▶ _Problems to solve_
A - Please rewrite the paragraph beginning "Iowa is not known" in the Iowa backroads ride article as a short bulleted list that keeps its main facts.
B - Carry on the Iowa backroads ride article from the point where it stops.

▶ _Document passage_

Tag Archives: Favorite Rides & Destinations

Favorite Ride: Hawkeye Backroads – Secrets of Eastern Iowa

Favorite Ride – Hawkeye Backroads
Headed for home on County Road E17. Mid-September and it’s 89 degrees in the shade! Which is why the helmet and the jacket were quickly shed for this photo!

Iowa is not known as a motorcycling destination but a through state. Motorcyclists travel primarily on the four-lane roads thinking that’s all there is to see, and that includes many of those who live in Iowa. Even our maps don’t make it look inviting, as the squiggly lines aren’t all that squiggly. So here are some roads that I enjoy traveling that will be a treat for any motorcyclists looking for lightly traveled, interesting roads, and a highly adaptable route.

Favorite Ride – Hawkeye Backroads
Crossroads of the Universe in Waubeek. This is looking at the bar after you turn right at the bar and cross the bridge. The bar is very rustic but does have food, even a good breakfast.

I start at the intersection of State Route 13 and U.S. Route 151 in Marion only because I live near there. The route begins on what I call “transit” roads, or primarily straight roads. At County Road E34, head east toward the small town of Whittier (a few houses, a Friends meeting house and a small store), then turn north. I should note that terms like “village” and “hamlet” are not common in Iowa, so even a few houses grouped together are called a town. At Waubeek you’ll cross the Wapsipinicon River, where an old mill has been turned into a rustic bar. You’re now on Boy Scout Road, a former gravel road paved in the chip-and-dip manner. It’s narrow, the pavement is uneven but not rough, and it has some tight corners. It’s a short stretch to savor before returning to more traditional Iowa-style main roads.

Favorite Ride – Hawkeye Backroads
he 25 MPH suggested speed on Boy Scout Road is for grain wagons not motorcycles. Be aware of furry forest creatures though!

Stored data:
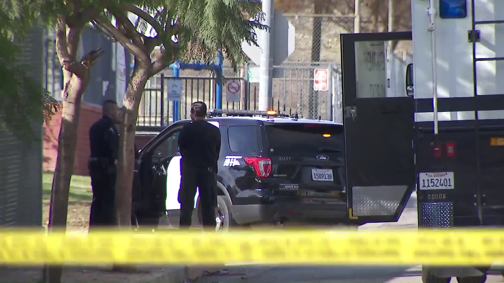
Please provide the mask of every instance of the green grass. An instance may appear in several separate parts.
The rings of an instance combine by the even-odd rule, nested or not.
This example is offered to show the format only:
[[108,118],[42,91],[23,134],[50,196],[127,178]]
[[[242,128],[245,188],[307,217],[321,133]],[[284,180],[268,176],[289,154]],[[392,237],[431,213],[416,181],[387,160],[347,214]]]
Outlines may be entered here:
[[[49,201],[51,199],[51,188],[52,186],[52,174],[42,175],[42,198]],[[70,192],[69,202],[90,202],[93,198],[91,178],[88,176],[72,176],[70,182]]]

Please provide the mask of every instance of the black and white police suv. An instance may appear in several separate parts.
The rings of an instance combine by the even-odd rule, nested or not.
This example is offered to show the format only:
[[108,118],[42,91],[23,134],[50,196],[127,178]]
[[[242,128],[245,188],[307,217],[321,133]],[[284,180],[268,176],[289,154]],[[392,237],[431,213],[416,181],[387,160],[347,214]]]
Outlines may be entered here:
[[[247,110],[211,110],[207,121],[221,134],[216,228],[345,221],[342,124]],[[141,203],[139,215],[159,219],[167,214],[170,222],[178,223],[181,157],[177,142],[190,122],[173,123],[140,151],[134,189],[134,202]],[[195,206],[193,218],[199,221],[198,193]]]

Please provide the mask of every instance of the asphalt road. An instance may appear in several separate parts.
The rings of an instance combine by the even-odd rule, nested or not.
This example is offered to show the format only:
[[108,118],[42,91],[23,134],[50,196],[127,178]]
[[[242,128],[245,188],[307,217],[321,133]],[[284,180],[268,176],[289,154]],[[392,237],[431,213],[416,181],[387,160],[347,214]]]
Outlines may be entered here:
[[[359,230],[383,227],[418,227],[416,195],[412,195],[398,222],[373,223]],[[295,224],[291,224],[295,225]],[[417,266],[227,266],[220,274],[200,277],[196,283],[421,283],[421,269]],[[452,278],[452,282],[457,279]],[[499,272],[491,272],[487,283],[504,282]]]

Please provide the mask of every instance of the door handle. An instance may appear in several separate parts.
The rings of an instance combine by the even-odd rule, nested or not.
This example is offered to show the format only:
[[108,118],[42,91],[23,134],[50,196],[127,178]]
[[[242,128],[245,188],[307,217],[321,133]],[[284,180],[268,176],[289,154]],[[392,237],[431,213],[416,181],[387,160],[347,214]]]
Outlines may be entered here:
[[357,106],[345,106],[345,117],[352,117],[352,120],[355,121],[357,118]]

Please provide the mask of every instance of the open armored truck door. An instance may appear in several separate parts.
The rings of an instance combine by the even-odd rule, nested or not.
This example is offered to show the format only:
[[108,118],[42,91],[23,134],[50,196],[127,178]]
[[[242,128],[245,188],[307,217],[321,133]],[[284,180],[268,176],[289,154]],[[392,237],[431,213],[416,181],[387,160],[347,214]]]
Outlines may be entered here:
[[414,100],[405,87],[411,32],[341,35],[351,221],[397,221],[415,187]]

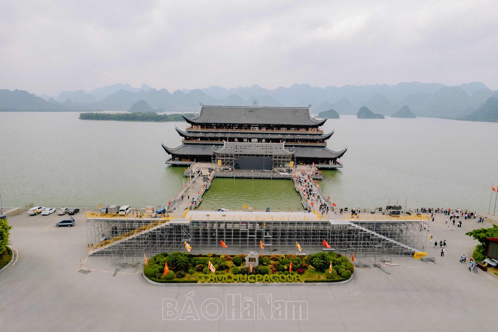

▶ _Answers in order_
A -
- Iowa is seen as a state to pass through rather than a motorcycling destination.
- Most motorcyclists, including many who live in Iowa, stay on four-lane roads and assume that's all there is to see.
- Maps don't make the state look inviting, since the squiggly lines aren't very squiggly.
- The writer shares some favorite roads that are lightly traveled and interesting and that form a highly adaptable route.

B -
When Boy Scout Road ends, turn east onto County Road E16 and enjoy some smooth pavement with nice open curves. At a four-way stop, seemingly in the middle of nowhere, turn north on County Road X20. This is a nice paved road off the beaten path where you can enjoy the scenery with a few curves thrown in to keep you from getting white line fever (remember that!). Next take the road toward Hopkinton where you can, and most likely will, encounter horses and buggies, since there is an Amish population that runs several inviting country stores along the route. The road to Hopkinton, County Road D47 / 310th, starts out straight but then gets nice and curvy, with a tight S curve that can catch out the unaware. At Hopkinton, there’s a college that used to be active — it was in business about a hundred years ago and today you can do a ghost hunt/sleepover if that’s your thing. Heading north, you’ll find it is mostly smooth and mostly straight with a few open curves. The road is, however, somewhat rough between Hopkinton and Delhi. Delhi makes for a nice stop, with fuel available and a couple of good restaurants located on the small-town main street. You’ll run into State Highway 3 at a T intersection, where you’ll head left, then in a few short miles turn right onto Co. Rd. C7X. Turn right before the first big grain storage facility — bright metal bins — you can’t miss them.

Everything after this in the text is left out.